__Given exercise__
Starting at the line that contains "TARGET = door glass pane", restate each line word for word through the final line of the data, keeping both ends.

__Information provided__

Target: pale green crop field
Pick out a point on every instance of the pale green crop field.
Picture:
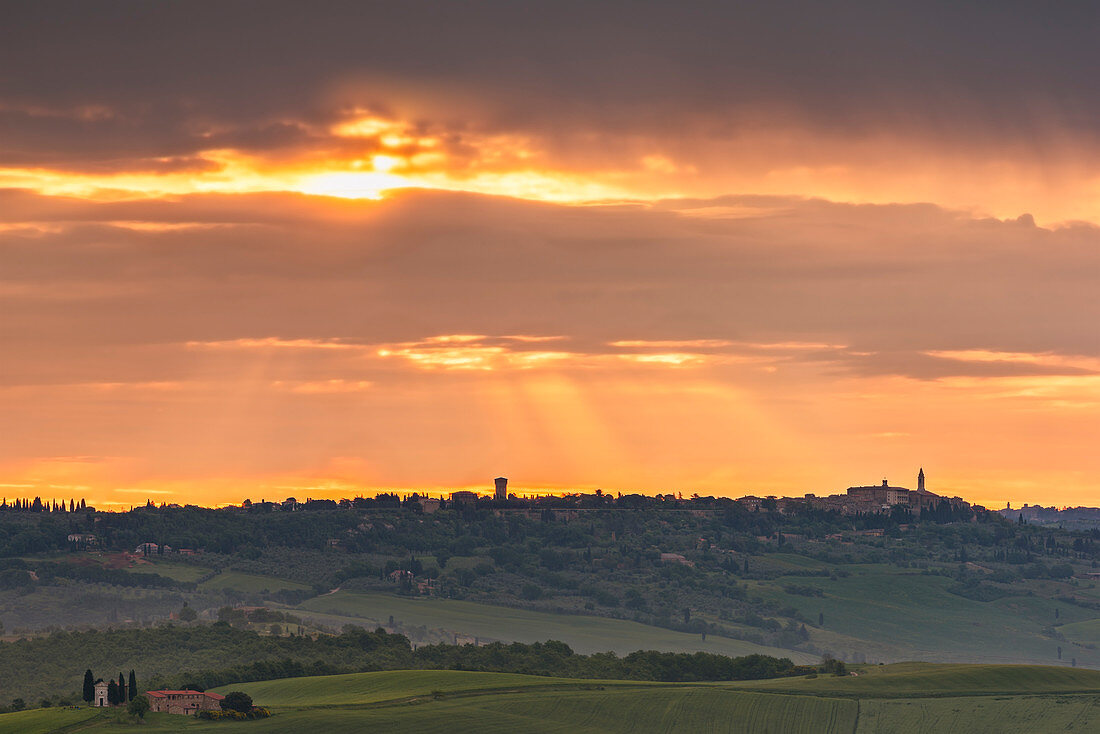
(171, 570)
(902, 699)
(899, 615)
(250, 582)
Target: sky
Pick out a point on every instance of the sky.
(318, 250)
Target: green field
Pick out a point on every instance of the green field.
(250, 582)
(903, 699)
(171, 570)
(921, 679)
(584, 634)
(888, 614)
(981, 715)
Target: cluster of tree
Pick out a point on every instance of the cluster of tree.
(117, 692)
(176, 655)
(37, 505)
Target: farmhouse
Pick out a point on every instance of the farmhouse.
(185, 702)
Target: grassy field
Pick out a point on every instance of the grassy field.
(903, 699)
(889, 615)
(1024, 714)
(388, 686)
(250, 582)
(584, 634)
(921, 679)
(169, 569)
(1087, 633)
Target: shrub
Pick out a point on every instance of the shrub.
(237, 701)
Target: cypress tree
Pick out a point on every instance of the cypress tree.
(89, 686)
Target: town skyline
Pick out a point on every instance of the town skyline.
(591, 252)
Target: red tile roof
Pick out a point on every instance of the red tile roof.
(161, 694)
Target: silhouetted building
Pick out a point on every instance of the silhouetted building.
(464, 497)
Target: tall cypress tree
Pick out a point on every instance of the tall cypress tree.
(89, 686)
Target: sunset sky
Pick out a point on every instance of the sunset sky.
(325, 249)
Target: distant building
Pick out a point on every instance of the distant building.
(464, 497)
(84, 539)
(183, 702)
(675, 558)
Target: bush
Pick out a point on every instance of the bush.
(237, 701)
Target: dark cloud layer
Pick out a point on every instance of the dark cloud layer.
(138, 79)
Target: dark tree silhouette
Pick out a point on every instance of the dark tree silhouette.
(237, 701)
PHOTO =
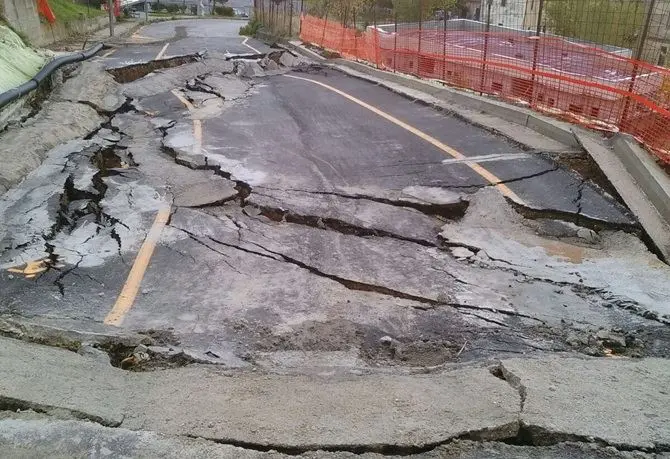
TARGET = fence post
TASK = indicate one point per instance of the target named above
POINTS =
(638, 56)
(353, 13)
(486, 45)
(344, 31)
(536, 49)
(395, 41)
(110, 10)
(325, 23)
(444, 48)
(418, 57)
(375, 34)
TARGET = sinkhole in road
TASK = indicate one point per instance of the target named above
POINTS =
(134, 72)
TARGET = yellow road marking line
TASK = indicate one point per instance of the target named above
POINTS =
(162, 52)
(197, 124)
(129, 292)
(482, 172)
(35, 267)
(246, 39)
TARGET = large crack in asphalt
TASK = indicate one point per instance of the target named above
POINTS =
(449, 211)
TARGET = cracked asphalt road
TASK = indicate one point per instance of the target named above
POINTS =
(308, 233)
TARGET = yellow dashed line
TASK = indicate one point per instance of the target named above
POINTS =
(481, 171)
(129, 292)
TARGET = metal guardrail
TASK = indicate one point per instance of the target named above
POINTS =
(32, 84)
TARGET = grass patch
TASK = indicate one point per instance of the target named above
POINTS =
(67, 12)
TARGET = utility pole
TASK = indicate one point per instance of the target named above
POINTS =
(110, 10)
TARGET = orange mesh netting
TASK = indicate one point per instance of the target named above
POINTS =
(45, 10)
(583, 84)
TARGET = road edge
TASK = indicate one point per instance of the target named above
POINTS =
(636, 177)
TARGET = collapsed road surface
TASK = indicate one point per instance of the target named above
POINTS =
(268, 217)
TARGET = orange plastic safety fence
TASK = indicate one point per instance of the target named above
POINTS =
(45, 10)
(583, 84)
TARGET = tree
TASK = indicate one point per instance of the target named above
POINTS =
(612, 22)
(413, 10)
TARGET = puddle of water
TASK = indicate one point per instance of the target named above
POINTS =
(572, 253)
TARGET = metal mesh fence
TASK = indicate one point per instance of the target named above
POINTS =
(600, 63)
(280, 17)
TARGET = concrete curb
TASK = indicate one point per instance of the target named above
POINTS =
(647, 173)
(638, 180)
(548, 127)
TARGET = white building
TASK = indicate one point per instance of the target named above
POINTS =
(516, 14)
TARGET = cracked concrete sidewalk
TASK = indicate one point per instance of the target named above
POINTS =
(535, 401)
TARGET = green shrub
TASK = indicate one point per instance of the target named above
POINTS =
(224, 11)
(251, 28)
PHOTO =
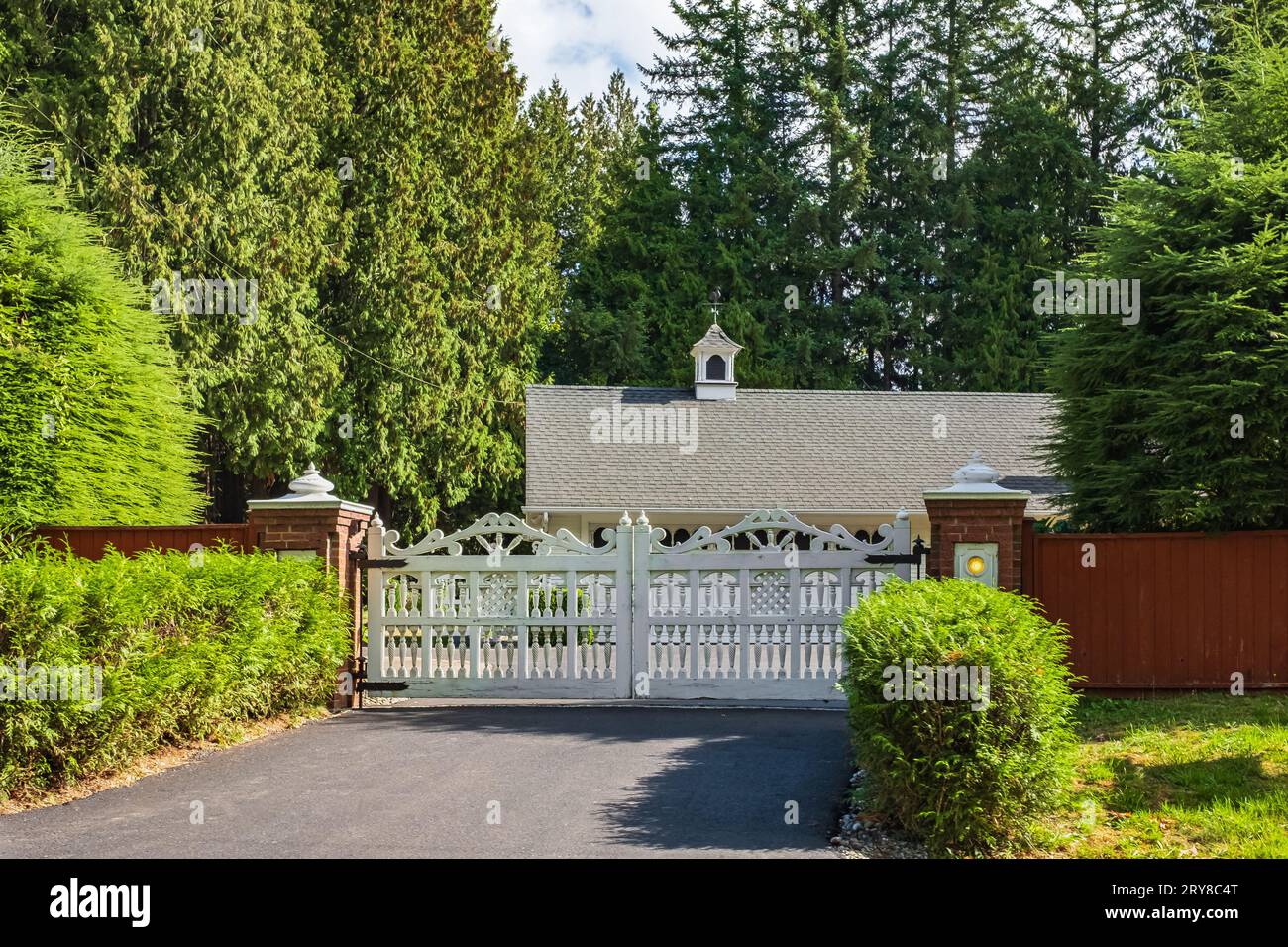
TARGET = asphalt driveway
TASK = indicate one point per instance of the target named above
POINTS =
(487, 783)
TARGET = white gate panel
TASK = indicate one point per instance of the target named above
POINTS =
(760, 624)
(632, 617)
(552, 622)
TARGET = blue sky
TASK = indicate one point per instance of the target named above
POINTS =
(583, 42)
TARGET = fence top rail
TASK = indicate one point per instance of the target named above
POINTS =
(202, 527)
(1074, 536)
(498, 535)
(773, 531)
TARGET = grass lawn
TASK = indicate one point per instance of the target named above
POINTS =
(1201, 776)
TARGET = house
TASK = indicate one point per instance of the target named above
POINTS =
(709, 454)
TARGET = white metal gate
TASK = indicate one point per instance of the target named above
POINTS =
(505, 609)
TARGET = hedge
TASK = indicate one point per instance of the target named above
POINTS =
(969, 775)
(188, 651)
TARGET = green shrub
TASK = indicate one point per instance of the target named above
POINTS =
(966, 776)
(187, 652)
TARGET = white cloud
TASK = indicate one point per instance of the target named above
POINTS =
(584, 42)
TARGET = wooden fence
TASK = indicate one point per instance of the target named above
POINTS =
(1167, 609)
(91, 541)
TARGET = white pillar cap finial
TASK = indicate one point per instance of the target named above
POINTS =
(312, 483)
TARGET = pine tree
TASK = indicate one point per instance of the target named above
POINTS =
(1181, 420)
(95, 423)
(189, 131)
(450, 264)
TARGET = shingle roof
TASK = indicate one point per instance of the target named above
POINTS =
(827, 451)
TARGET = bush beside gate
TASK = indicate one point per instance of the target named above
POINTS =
(188, 650)
(965, 764)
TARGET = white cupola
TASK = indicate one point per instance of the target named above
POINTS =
(712, 367)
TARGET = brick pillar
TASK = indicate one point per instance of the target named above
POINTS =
(977, 512)
(309, 522)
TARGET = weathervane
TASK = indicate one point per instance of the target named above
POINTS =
(715, 305)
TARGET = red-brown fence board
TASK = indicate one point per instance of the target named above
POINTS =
(1167, 609)
(91, 541)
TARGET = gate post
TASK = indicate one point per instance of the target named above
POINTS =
(902, 544)
(640, 603)
(625, 605)
(310, 522)
(977, 527)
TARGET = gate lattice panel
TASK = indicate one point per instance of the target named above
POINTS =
(469, 613)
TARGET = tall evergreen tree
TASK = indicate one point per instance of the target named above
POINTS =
(95, 423)
(1181, 420)
(449, 262)
(189, 128)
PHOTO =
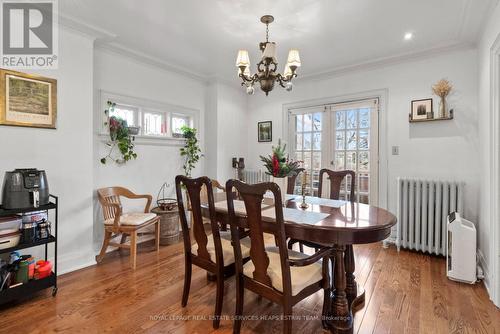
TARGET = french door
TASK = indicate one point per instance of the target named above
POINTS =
(338, 136)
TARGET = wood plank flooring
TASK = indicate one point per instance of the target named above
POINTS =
(406, 292)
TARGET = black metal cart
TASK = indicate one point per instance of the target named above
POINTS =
(33, 286)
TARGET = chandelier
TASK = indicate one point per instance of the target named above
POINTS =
(267, 67)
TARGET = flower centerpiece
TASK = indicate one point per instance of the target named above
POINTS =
(442, 89)
(280, 167)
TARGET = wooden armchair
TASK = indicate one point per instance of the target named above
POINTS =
(276, 273)
(116, 223)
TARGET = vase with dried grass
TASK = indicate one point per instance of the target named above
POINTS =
(442, 89)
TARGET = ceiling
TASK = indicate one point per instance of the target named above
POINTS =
(202, 37)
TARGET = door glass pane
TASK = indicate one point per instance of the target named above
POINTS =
(340, 120)
(317, 122)
(364, 118)
(299, 142)
(299, 123)
(308, 122)
(307, 141)
(339, 160)
(317, 141)
(364, 161)
(364, 138)
(351, 140)
(350, 161)
(340, 141)
(352, 119)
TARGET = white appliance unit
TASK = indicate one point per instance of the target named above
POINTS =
(461, 249)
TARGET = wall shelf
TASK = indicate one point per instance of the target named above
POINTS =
(450, 117)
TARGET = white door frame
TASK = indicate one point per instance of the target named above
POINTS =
(494, 216)
(381, 94)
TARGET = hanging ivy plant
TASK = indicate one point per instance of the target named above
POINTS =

__Exercise result__
TARGET = door glass pane
TASK = indicate one point per instance of the target named above
POINTS =
(340, 120)
(317, 122)
(364, 118)
(299, 142)
(299, 123)
(308, 122)
(307, 141)
(339, 160)
(317, 141)
(364, 161)
(364, 138)
(351, 140)
(350, 161)
(340, 141)
(352, 119)
TARGET = white appliance unit
TASK = indicate one point per instance of the target named above
POINTS =
(461, 249)
TARGET = wall shelf
TASK = indicate one point per instance of the target named above
POINTS =
(450, 117)
TARGET = white door frame
TASK = indicate one point per instance of the target named above
POINTS =
(494, 216)
(381, 94)
TARGET = hanging ivy plant
TASK = indicate one point per instance of the target named above
POINTS =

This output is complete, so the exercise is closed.